The "the grass in" line through the end of the listing below is what to set down, word for word, and nothing else.

Start of Block

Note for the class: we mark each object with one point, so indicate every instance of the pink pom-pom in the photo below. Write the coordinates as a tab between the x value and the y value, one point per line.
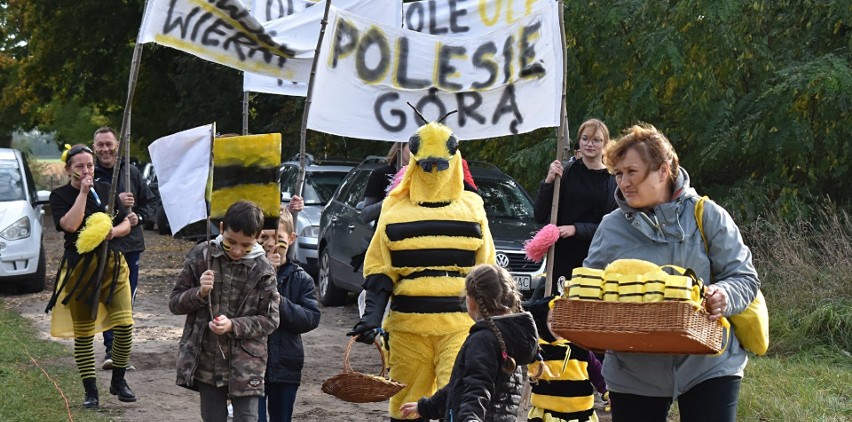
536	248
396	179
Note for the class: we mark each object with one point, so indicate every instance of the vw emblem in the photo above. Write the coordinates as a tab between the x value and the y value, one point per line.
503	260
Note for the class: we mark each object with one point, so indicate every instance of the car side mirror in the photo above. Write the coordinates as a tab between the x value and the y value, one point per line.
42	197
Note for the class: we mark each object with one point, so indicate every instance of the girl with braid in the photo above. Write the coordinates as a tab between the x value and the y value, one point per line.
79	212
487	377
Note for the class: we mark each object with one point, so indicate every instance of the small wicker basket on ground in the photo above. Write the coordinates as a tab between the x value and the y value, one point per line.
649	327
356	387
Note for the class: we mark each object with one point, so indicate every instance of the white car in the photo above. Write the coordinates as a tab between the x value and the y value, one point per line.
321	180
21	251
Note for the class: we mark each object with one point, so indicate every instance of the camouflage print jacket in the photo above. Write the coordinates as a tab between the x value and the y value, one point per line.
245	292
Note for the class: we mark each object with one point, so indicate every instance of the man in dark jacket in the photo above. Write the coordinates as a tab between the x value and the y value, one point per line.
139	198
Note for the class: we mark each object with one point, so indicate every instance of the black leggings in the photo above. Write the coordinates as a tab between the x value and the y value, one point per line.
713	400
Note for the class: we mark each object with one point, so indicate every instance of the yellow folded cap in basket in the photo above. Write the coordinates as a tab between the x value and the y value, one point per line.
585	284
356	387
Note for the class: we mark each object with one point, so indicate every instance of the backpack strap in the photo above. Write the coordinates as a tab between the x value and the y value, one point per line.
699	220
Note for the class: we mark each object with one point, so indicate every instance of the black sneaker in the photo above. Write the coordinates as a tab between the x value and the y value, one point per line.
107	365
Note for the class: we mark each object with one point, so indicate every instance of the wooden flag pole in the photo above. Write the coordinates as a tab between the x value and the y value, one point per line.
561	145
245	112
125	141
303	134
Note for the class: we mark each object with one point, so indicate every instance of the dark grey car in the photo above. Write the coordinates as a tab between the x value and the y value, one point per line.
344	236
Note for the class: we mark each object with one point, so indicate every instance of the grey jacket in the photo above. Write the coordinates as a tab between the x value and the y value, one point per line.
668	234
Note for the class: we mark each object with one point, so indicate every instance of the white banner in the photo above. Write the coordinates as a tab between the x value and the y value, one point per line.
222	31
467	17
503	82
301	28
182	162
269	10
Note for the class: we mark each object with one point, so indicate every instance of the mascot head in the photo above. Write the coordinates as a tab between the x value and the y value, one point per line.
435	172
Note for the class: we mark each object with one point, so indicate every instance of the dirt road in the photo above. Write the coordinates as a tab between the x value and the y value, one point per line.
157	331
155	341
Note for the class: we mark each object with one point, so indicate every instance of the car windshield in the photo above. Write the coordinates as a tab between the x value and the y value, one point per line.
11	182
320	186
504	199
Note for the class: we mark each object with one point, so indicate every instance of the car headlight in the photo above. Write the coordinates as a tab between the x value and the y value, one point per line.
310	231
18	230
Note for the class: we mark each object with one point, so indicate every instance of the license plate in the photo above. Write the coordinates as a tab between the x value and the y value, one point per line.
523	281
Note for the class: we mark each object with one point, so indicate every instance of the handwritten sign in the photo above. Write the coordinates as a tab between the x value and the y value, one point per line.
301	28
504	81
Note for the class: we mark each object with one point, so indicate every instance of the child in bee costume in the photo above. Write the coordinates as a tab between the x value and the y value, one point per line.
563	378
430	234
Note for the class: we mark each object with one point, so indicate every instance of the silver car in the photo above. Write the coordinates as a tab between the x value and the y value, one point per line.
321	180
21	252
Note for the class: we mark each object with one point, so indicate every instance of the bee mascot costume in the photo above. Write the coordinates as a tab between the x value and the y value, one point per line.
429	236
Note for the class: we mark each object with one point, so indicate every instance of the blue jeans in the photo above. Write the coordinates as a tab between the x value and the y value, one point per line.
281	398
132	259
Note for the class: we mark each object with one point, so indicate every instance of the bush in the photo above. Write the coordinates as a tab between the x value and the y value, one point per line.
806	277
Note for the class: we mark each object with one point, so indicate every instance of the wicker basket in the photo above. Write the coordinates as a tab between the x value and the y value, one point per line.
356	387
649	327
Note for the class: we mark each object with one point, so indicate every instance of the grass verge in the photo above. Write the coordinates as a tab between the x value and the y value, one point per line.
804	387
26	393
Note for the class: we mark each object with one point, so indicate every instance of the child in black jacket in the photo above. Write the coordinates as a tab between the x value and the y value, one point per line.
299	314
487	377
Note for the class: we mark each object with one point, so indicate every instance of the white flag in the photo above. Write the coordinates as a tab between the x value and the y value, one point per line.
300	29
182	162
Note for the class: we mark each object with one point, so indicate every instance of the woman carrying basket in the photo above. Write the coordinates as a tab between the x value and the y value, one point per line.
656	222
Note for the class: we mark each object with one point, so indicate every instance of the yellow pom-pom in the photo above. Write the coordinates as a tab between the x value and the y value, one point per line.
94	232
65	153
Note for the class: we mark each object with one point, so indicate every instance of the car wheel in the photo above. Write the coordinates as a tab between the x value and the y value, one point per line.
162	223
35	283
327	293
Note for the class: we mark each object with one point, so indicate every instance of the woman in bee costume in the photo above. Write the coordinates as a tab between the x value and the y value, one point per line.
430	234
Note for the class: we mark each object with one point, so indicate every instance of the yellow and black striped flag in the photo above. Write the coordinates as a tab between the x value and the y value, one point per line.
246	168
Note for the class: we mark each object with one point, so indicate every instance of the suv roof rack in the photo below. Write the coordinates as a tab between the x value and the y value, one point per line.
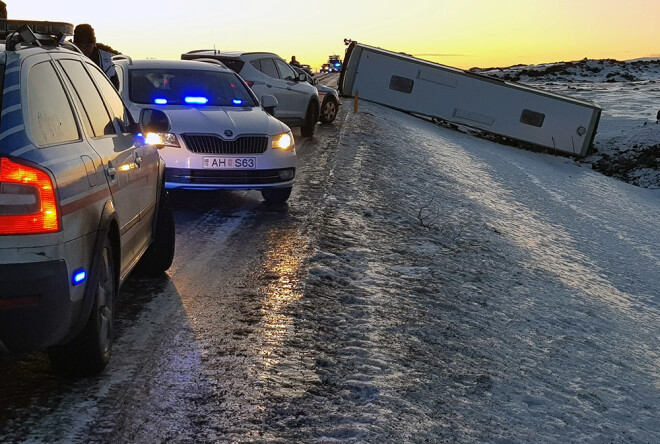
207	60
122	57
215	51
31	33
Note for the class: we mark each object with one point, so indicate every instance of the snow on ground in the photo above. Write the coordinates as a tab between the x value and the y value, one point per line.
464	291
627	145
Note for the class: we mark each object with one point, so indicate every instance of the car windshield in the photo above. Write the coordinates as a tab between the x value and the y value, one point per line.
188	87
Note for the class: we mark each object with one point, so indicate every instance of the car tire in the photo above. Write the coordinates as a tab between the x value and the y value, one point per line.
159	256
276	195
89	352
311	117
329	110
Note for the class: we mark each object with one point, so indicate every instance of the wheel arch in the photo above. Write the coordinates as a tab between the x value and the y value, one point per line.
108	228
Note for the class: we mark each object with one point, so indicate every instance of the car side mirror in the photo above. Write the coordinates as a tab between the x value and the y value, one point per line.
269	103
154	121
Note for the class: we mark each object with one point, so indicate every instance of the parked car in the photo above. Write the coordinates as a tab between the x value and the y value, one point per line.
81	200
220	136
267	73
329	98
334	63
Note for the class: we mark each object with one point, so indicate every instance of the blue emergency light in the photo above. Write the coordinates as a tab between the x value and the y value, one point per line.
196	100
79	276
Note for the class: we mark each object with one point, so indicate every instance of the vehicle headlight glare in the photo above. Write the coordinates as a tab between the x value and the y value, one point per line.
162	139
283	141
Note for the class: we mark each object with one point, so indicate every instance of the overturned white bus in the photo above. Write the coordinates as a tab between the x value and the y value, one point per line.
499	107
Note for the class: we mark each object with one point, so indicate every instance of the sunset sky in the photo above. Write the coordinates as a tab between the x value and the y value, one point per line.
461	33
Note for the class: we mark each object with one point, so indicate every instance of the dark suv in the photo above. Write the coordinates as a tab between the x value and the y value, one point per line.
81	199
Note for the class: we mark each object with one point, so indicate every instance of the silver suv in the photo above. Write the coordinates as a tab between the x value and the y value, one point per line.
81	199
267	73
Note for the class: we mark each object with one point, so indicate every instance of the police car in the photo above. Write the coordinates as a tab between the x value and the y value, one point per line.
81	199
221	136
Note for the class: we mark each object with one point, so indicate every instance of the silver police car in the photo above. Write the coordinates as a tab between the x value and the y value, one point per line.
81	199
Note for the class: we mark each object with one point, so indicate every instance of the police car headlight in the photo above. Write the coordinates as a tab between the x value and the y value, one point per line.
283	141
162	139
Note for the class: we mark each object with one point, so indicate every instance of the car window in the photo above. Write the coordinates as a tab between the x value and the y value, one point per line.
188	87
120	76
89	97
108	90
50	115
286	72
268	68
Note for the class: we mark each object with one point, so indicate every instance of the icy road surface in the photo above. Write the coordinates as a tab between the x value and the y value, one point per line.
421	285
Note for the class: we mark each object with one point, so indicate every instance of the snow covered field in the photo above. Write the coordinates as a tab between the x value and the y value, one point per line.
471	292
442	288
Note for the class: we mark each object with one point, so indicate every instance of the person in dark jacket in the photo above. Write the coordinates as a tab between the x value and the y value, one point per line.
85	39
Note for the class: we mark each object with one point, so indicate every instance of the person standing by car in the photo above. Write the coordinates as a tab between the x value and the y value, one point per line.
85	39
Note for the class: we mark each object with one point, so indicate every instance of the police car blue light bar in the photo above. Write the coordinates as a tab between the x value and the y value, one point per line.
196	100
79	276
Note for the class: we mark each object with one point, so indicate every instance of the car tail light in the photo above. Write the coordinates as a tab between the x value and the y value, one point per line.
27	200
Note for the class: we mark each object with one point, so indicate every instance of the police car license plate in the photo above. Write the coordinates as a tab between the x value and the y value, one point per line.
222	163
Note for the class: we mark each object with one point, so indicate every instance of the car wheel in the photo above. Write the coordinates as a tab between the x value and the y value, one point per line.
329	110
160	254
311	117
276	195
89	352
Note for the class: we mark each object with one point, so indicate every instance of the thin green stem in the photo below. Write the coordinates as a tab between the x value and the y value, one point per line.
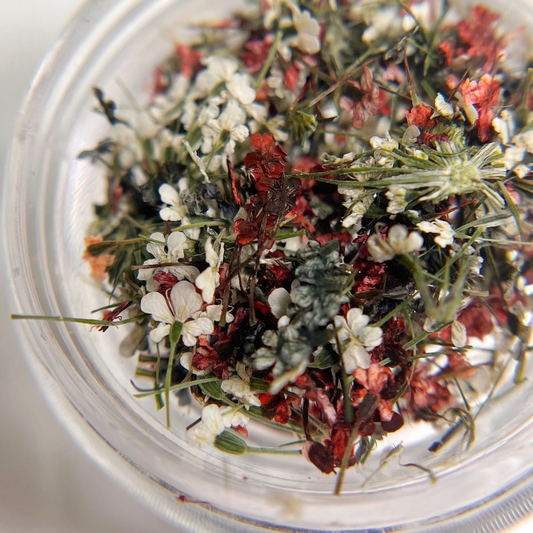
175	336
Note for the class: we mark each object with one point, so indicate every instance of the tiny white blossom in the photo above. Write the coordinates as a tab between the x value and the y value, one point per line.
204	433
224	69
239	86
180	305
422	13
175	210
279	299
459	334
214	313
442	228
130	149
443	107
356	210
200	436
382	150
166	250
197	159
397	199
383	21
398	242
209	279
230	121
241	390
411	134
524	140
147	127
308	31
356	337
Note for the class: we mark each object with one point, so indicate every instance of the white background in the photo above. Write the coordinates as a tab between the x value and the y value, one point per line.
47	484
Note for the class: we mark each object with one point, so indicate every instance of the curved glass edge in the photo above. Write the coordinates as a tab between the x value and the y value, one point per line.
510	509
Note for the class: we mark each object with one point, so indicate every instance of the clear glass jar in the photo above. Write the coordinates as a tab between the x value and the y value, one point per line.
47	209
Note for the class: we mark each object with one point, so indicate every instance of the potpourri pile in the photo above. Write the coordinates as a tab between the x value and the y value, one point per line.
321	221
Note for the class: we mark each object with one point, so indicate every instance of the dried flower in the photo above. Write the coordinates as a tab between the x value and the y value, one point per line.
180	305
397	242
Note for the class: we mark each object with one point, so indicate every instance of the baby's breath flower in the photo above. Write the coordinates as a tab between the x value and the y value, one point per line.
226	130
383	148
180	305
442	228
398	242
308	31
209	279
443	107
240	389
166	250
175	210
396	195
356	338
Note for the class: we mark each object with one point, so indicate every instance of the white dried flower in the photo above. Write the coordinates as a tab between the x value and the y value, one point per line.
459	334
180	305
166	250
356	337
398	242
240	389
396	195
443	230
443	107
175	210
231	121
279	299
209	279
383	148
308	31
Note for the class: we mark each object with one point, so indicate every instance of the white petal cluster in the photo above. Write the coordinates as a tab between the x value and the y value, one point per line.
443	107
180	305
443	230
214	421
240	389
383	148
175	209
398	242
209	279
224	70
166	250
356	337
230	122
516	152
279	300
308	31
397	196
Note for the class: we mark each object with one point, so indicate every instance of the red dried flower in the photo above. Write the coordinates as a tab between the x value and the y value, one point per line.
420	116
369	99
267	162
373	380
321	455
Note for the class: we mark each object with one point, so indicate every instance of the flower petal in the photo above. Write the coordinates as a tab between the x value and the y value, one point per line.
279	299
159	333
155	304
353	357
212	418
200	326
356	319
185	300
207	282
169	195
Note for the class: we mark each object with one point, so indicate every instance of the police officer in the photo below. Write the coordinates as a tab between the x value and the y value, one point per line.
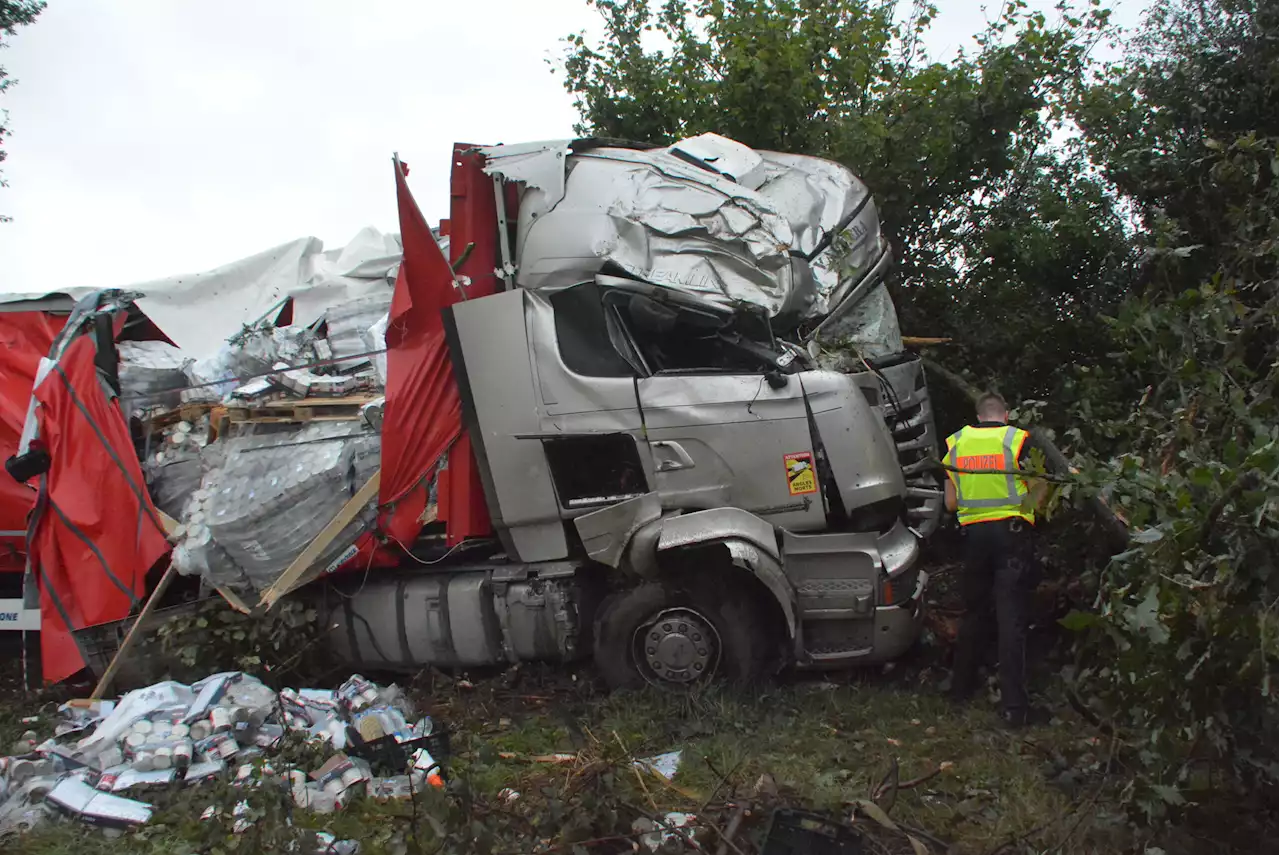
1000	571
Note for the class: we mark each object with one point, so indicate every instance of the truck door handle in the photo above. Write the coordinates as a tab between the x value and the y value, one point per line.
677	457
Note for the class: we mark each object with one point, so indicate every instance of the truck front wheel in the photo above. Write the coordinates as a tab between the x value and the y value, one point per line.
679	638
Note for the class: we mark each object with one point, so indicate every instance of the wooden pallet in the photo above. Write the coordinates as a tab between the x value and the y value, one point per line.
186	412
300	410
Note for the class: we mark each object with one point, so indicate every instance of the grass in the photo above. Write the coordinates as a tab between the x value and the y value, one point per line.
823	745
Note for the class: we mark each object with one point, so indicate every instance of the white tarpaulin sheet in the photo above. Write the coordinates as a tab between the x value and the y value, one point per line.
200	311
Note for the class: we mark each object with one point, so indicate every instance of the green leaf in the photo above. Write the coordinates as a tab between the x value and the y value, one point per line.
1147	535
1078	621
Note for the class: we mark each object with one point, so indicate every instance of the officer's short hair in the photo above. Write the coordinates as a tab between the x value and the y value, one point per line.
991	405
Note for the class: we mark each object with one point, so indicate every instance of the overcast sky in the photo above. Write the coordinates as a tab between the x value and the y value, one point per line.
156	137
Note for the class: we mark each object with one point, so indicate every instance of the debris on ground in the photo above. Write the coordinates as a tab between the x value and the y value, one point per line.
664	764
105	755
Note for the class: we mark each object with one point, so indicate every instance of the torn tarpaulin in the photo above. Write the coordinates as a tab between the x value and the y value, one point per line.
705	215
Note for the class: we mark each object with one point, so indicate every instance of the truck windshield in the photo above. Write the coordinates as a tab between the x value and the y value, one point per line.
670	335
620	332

End of Block

■ Output for this task:
Note for the class: we mark each object with one point, so indicate every instance of the grass in the photo above. Write the coordinates as a tab between the x value and the y value, one point per line.
823	745
Note for the class: we mark each object with one point, so indicate every instance of the white tarpaulin sheet in the photo above. Write the coordinates as a tab between the x value and the y value, one point per line.
200	311
Note for the class: we mark each object with one point, so indicate every instance of the green leaf in the photo above. Write the coordinates as a tab between the x value and the y value, one point per line.
1147	535
1078	621
Note for the class: we mark each object with one point, so indicate every instance of the officer's short hair in the photo above. Write the coordinates as a tab between the x value and the y value, one point per line.
991	405
Note for the class: we mark each object with one point, so indicate every instance of the overcast sky in the photo above. Write the coordinates as a tab between the x value and the y value, one point per line.
156	137
Note for the class: we mark each object with one point, so indicate every instance of the debris on ground in the photo above. Write the coordinates as a tab between the x value and the y value, one point per line.
664	764
105	755
Note for the class: we mark each object with one point, so indicate every instance of the torn tarpaulin in the photo above. Write the coordinates as a tab between the x value and the y value, one point per line.
705	215
Note for the class: we mark each object with one point, so indicate every instance of the truck windshield in the photo above. Write the coordinates as a tab between the x value and the y value, one point per line.
670	335
620	332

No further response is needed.